| INSTRUCTIONS |
A: What color is Acaster's outfit, according to the Heckler's Welcome review?
B: Carry on writing the Heckler's Welcome review, picking up right after its final sentence.

| EXTRACT |
--- begin ---

HomeFilmJames Acaster: Heckler's Welcome Review

James Acaster: Heckler’s Welcome Review

Rating: 2 out of 5.

Tim Robinson may have written a sketch about a performer who cannot speak, but what of a comedian who must politely accept interference? James Acaster decides to test the waters, to endure for the sake of reinventing the often straight and narrow sense of stand-up comedy. The genre is evolving. Acaster is breaching the audience as Stewart Lee did when he stormed around the balcony during a memorable recording which is now over a decade old. Heckler’s Welcome, the latest piece of stand-up from the accessible but well-layered work of Acaster, offers a unique take on a poor comedian’s worst nightmare. Jimmy Carr’s only bit of workable material is put to the test by this HBO experience – one where shoutouts and questions from the audience are not just acceptable, but quietly encouraged.

There is an acceptance from Acaster here for whatever happens. It is to take the one tool a comedian knows they always have on stage away. But it plays with the form a little too much. A provocative green outfit and some segments, like a sketch show with no props, is how Heckler’s Welcome is built. Splicing together set after set is nothing new and it wrestles some control back for Acaster, who can cut around the moments which do not go his way. It undermines the point of a set where the control rests in the hands of an audience but it is fair game for the at-home viewing, where the beats and tone need to be sharp enough to hold your attention, but short enough to make for compact, shareable clips. Acaster blurs it fine enough but the material itself is a bit absent-minded.

--- end ---

| Picture annotation records |
--- begin ---

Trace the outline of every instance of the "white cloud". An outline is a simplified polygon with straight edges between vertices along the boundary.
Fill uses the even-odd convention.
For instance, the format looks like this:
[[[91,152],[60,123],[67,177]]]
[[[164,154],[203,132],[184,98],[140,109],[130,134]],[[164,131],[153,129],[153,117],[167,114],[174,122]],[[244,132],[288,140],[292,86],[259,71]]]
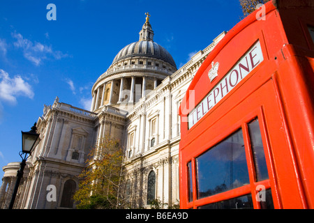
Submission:
[[[33,62],[36,66],[39,66],[43,60],[49,57],[59,60],[68,56],[68,54],[61,51],[54,51],[51,46],[43,45],[40,43],[32,41],[24,38],[20,33],[12,33],[16,41],[13,43],[15,47],[23,49],[24,56],[29,61]]]
[[[75,94],[75,87],[74,86],[74,83],[70,79],[67,79],[66,80],[66,83],[68,83],[68,84],[70,86],[70,89],[71,89],[72,93],[73,94]]]
[[[81,103],[82,106],[83,107],[83,109],[84,109],[85,110],[87,110],[87,111],[90,111],[92,100],[93,100],[93,98],[82,98],[80,102]]]
[[[5,56],[6,54],[8,45],[5,40],[0,39],[0,54]]]
[[[191,52],[190,53],[189,53],[188,61],[189,61],[192,59],[192,56],[195,55],[197,52],[197,51],[193,51],[193,52]]]
[[[34,95],[32,88],[20,75],[11,78],[9,74],[0,69],[0,100],[13,104],[17,102],[17,96],[24,95],[32,99]]]

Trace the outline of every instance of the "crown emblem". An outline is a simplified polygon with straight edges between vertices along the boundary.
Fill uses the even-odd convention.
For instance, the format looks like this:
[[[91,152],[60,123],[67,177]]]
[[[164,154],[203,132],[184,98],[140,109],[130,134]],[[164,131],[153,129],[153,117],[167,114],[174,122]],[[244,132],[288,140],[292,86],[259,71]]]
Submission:
[[[214,79],[218,76],[218,70],[219,68],[219,63],[217,62],[216,63],[211,62],[211,69],[208,72],[208,77],[211,80],[211,83],[214,81]]]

--- end ---

| PER-TASK OUTPUTS |
A: Green.

B:
From impressions of famous faces as he staggers around the stage to detailing his best and worst gigs, it feels like the idea of this stand-up set as a chance to communicate a new idea overshadows the fundamentals of any set. A few light laughs and tech trouble keep it going, but when the going gets good it cuts, suddenly, to Acaster drumming or playing with a tennis ball. Heckler’s Welcome removes the crucial moments, the pacing between punchlines and the result is sloppy. Director Stuart Laws is trying to add a few new sparks to an age-old format. We should praise those trying something new in a genre which is often bereft of change and too often contained in the family-friendly, faux-live television format. But this is no better, even if it is wildly different.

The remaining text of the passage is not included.